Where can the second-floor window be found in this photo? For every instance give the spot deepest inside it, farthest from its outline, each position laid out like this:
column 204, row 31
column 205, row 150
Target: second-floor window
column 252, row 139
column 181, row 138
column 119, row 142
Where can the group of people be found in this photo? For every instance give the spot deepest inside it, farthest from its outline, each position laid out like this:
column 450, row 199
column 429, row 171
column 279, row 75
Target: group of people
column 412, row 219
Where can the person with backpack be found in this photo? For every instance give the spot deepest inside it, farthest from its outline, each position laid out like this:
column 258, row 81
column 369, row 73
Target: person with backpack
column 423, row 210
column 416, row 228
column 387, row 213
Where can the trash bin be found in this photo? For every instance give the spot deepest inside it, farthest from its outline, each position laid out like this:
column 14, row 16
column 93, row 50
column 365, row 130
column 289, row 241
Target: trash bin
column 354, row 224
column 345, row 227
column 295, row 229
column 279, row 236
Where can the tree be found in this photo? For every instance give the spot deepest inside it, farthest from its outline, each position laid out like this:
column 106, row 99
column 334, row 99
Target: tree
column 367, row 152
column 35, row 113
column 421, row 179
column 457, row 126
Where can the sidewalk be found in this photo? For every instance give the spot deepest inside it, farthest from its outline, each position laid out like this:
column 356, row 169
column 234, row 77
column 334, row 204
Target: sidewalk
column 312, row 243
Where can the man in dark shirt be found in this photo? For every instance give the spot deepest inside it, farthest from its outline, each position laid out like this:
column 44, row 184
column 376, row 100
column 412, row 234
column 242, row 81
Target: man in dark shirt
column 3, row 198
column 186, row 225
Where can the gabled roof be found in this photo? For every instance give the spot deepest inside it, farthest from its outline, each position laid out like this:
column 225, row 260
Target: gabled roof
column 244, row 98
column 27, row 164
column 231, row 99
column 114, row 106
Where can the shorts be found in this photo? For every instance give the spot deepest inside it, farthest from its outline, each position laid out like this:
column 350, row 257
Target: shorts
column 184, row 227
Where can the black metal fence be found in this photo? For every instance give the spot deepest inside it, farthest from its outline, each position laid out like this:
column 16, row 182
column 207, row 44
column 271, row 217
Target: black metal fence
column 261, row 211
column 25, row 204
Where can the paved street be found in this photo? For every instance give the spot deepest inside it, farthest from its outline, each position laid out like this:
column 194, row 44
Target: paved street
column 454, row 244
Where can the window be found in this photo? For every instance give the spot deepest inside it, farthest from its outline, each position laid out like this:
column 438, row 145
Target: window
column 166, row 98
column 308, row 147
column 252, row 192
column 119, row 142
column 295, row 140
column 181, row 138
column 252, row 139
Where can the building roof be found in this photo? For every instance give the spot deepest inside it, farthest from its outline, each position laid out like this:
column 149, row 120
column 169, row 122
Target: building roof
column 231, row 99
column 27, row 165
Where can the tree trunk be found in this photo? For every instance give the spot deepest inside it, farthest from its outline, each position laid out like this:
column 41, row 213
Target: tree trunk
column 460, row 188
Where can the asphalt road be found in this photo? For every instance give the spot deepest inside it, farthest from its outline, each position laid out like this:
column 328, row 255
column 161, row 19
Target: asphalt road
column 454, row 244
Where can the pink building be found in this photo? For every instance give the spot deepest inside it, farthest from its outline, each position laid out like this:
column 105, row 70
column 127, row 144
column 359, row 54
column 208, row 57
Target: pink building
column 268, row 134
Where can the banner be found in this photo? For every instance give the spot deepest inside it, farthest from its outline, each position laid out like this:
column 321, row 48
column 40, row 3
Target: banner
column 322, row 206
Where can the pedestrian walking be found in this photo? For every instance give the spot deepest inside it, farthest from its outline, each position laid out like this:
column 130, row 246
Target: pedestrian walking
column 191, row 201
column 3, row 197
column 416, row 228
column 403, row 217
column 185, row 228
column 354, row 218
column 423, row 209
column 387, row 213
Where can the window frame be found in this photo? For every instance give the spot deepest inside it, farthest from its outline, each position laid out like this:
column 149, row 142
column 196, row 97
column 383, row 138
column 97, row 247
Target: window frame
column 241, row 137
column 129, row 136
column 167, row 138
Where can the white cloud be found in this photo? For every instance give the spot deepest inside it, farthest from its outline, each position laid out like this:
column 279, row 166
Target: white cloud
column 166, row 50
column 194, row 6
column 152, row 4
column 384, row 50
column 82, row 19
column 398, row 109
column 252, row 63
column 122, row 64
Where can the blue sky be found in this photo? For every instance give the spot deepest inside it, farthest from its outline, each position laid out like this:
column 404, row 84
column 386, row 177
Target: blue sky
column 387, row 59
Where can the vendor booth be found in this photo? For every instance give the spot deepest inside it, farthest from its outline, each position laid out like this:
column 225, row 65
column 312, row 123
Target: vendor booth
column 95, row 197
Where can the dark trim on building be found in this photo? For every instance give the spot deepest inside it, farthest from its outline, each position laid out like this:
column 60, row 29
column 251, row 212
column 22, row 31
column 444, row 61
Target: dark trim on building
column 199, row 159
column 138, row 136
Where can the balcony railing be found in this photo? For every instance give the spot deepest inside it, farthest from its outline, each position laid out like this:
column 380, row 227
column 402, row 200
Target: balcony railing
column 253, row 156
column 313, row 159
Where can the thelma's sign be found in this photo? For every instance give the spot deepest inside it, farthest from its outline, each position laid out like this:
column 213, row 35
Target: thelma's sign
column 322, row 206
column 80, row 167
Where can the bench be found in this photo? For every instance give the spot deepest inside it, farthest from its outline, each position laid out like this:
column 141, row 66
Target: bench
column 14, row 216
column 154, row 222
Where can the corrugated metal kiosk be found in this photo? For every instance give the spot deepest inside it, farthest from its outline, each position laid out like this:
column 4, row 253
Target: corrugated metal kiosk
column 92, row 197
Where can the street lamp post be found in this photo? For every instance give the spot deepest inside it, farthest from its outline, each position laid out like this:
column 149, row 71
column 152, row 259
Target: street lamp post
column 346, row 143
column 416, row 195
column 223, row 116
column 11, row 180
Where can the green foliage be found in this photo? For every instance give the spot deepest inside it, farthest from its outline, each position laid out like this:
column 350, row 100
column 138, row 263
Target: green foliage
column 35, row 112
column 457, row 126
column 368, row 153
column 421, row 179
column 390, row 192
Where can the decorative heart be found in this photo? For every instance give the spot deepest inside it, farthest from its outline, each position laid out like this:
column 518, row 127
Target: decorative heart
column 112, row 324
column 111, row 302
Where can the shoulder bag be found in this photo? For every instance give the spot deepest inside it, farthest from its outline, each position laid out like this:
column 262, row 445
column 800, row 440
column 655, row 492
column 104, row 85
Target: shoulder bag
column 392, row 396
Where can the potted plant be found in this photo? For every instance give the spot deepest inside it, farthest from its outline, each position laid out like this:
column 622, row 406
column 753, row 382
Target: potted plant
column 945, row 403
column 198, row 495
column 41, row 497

□ □ □ □

Instructions to follow
Print exactly the lines of the listing above starting at the line containing "column 97, row 247" and ending at the line containing "column 386, row 177", both included.

Worked solution
column 97, row 247
Target: window frame
column 241, row 137
column 129, row 136
column 167, row 138
Where can the white cloud be found in this photo? For every instance give the spot deepest inside it, farthest from its outline, each position laid out like this:
column 279, row 166
Target: white cloud
column 166, row 50
column 194, row 6
column 152, row 4
column 384, row 50
column 82, row 19
column 398, row 109
column 252, row 63
column 122, row 64
Where can the blue sky be found in this photo? For every instance give the spot deepest inside it, farthest from its outline, each position laid out like this:
column 404, row 84
column 386, row 177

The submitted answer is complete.